_READING TEXT_:

--------------------------------

Push for a direct democratic reform of the economy

Push for a direct democratic reform of the economy

75 years ago

The People’s Initiative of the Social Democratic Party of Switzerland SPS of 1943 and further submittals

by Dr rer. publ. Werner Wüthrich

These weeks mark the hundredth anniversary of the general strike of November 1918. These years at the end of the First World War were difficult. The food supply of the population was poor and badly organised – also in Switzerland. In many countries there were unrest, strikes and also revolutionary coup attempts, as in Munich, Berlin or Budapest. The world was in turmoil. In Switzerland, the general strike of November 1918 was the most prominent event. Quite different was the situation at the end of the Second World War – 75 years ago: The Swiss civilian population was much better cared about. The “Plan Wahlen” and early rationing ensured the supply of food, and above all: as early as 1943, the authorities and parties began to contemplate about the time after the war.

In 1943, the SP presented its new party program “Die Neue Schweiz (The New Switzerland)” (SP Switzerland, 1988, p. 55). This included an undated 16-page information brochure entitled “Reorganisation of the economy – Switzerland’s vital challenge”. The program is embedded in the direct democracy and impressively shows how the SP contributed and integrated itself into political life. In the same year, the SP submitted the popular initiative “Economic reform and labour rights” with 150,000 signatures. Even some spirit of optimism came up, although the war was by no means over yet. The popular initiative was shaped by the experiences of the great economic depression in the 1930s. The SP assumed that after the war – just as after the First World War – there would be worldwide upheavals and a new economic order would be established. Its economic program of 1943 sets out how it envisioned the future order for Switzerland.

--------------------------------

_TASKS FOR THIS EXERCISE_:
**1)** In the article on the Swiss economic reform initiative, copy everything from "by Dr rer. publ." down to "after the war.", swapping "general strike" for "national strike" each time it occurs.
**2)** Extend the article on the 1943 Social Democratic economic reform initiative with the passage that comes after its final sentence.

_STORED DATA_:
--------------------------------

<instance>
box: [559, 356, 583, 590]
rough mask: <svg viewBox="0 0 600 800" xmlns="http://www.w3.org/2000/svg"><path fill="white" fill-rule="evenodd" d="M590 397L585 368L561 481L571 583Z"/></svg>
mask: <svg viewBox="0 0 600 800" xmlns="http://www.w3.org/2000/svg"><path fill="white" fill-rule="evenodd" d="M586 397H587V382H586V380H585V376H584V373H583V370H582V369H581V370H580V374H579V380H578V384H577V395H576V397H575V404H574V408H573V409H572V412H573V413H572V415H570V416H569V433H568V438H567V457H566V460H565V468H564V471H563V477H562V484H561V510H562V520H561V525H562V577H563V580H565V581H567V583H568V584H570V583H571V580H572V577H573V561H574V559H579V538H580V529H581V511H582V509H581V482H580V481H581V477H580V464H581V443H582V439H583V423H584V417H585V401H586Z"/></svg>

--------------------------------

_NUMBERED RESPONSES_:
**1)**
by Dr rer. publ. Werner Wüthrich

These weeks mark the hundredth anniversary of the national strike of November 1918. These years at the end of the First World War were difficult. The food supply of the population was poor and badly organised – also in Switzerland. In many countries there were unrest, strikes and also revolutionary coup attempts, as in Munich, Berlin or Budapest. The world was in turmoil. In Switzerland, the national strike of November 1918 was the most prominent event. Quite different was the situation at the end of the Second World War – 75 years ago: The Swiss civilian population was much better cared about. The “Plan Wahlen” and early rationing ensured the supply of food, and above all: as early as 1943, the authorities and parties began to contemplate about the time after the war.

**2)**
“After the Second World War, the world will look different from what it was before. […] From this war and from the hardship of this time must emerge what previously seemed unattainable: the working people’s community, which will build the state and economy of a new Switzerland on a socialist basis. […] The Swiss people are called upon to choose between an economy for the whole of the people or an economy for the benefit of the individuals who until now had occupied their command posts: – the lords of the banks, the monopolies, the large industry and the wholesale trade. The decision determines whether Switzerland takes the path that leads to the beneficial permanent employment of those capable of work and ultimately to the prosperity of all, or whether it should continue to be at the mercy of the crises inseparably linked to the capitalist economic system.”
As cornerstones for the reorganisation of the economy, the SP mentions:

1. Planned order on a democratic basis

The SP is presenting itself to the voters with the message: If you vote for us, we will establish a just economic order: “Yes, the SPS is not shy of addressing the voters with the request: Give us power! Because that is the indispensable prerequisite for us to be able to put into practice what we have identified as our goal in our ‘New Switzerland’ program. […] ‘The need for a planned order of the economy is recognised throughout the world today. […] The fact is – as evi­dence, practical experience and logical reasoning unanimously confirm – that the controlled economy, as we know and experience it to date, is more economical and productive than the unregulated one’.”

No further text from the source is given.